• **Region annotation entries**

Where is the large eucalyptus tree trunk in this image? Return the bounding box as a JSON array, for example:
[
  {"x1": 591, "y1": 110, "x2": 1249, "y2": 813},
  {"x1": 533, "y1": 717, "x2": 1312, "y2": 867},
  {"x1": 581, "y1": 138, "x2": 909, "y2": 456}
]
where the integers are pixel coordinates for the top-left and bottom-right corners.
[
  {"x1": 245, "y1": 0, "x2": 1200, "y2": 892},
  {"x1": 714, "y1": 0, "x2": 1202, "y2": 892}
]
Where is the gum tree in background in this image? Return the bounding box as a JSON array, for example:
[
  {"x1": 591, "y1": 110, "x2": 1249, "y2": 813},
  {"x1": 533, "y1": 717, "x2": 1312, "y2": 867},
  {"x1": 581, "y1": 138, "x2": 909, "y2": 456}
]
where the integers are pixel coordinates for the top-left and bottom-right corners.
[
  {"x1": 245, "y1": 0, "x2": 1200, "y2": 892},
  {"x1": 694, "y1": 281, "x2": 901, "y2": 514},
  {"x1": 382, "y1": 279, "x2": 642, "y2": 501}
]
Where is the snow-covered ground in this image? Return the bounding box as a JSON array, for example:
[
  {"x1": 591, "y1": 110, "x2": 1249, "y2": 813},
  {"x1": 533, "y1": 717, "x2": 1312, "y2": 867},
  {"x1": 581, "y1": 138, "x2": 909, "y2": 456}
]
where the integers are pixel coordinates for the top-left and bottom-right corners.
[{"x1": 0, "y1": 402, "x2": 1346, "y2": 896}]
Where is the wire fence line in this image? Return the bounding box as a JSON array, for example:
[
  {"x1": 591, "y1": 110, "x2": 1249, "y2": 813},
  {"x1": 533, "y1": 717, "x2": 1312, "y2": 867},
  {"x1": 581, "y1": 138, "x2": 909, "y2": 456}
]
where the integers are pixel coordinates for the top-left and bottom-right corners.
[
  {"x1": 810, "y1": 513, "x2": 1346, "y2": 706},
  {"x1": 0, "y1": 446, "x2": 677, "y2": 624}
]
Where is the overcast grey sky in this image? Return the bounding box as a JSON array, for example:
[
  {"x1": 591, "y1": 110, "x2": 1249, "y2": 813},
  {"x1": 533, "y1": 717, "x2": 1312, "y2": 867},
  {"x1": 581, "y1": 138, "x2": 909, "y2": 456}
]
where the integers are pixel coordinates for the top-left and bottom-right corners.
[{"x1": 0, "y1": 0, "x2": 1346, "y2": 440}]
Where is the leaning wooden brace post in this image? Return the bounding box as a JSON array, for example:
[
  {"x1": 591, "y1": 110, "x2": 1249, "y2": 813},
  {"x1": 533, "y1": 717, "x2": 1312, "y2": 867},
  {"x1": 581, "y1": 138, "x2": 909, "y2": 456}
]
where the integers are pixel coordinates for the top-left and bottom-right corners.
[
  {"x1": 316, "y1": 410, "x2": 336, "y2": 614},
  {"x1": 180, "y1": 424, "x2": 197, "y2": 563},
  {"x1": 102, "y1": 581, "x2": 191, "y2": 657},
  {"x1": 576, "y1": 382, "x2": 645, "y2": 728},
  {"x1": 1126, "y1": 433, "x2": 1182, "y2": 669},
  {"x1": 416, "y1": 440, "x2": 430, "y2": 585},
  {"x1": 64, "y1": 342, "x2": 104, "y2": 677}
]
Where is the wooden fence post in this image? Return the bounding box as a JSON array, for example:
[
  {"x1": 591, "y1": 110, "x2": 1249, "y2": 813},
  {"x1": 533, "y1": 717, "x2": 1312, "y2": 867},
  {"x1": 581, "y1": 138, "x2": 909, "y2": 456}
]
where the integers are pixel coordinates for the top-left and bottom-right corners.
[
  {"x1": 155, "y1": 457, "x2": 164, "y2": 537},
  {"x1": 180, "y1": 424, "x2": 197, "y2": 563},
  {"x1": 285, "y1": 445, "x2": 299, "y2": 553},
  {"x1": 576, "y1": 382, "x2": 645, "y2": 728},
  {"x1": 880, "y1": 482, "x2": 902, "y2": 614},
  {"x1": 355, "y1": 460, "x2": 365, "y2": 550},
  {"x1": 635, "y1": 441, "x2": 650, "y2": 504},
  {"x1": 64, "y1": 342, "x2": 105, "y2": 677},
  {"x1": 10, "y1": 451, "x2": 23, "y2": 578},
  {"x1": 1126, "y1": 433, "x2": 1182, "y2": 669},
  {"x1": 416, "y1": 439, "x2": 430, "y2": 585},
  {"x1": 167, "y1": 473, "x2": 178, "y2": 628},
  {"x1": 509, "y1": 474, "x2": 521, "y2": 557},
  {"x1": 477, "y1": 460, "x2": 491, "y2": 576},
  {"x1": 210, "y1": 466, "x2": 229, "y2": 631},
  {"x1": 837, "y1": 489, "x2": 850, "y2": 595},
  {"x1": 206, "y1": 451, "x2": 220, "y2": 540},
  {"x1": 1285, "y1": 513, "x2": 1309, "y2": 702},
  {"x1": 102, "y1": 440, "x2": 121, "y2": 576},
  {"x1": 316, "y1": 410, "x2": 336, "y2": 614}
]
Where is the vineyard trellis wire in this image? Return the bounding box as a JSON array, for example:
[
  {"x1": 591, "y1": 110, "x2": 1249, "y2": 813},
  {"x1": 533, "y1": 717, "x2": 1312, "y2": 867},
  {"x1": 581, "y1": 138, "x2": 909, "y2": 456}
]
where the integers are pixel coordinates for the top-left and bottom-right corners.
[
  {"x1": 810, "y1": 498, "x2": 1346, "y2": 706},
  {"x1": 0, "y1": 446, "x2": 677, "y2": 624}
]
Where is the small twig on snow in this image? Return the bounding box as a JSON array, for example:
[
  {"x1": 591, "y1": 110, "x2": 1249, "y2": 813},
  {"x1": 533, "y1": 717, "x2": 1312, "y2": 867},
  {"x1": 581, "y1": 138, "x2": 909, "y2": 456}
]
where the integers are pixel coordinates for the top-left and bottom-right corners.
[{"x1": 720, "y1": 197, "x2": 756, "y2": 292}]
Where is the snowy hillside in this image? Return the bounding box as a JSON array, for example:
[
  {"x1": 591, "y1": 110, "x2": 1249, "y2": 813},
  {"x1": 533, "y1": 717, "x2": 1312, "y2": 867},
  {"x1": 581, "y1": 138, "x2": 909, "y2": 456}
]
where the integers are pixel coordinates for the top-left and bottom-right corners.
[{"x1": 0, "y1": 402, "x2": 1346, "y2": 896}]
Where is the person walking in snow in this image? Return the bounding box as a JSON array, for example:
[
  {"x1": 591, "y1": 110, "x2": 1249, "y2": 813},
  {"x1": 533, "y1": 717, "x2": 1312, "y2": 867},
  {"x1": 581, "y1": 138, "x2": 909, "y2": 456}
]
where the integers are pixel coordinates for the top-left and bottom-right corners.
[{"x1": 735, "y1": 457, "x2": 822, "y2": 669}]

• **Task statement**
Determine how many lines in the items above contain the string "wire", treating uppercase and lowercase as distinct. Reply with the number alone.

• **Worked answer**
2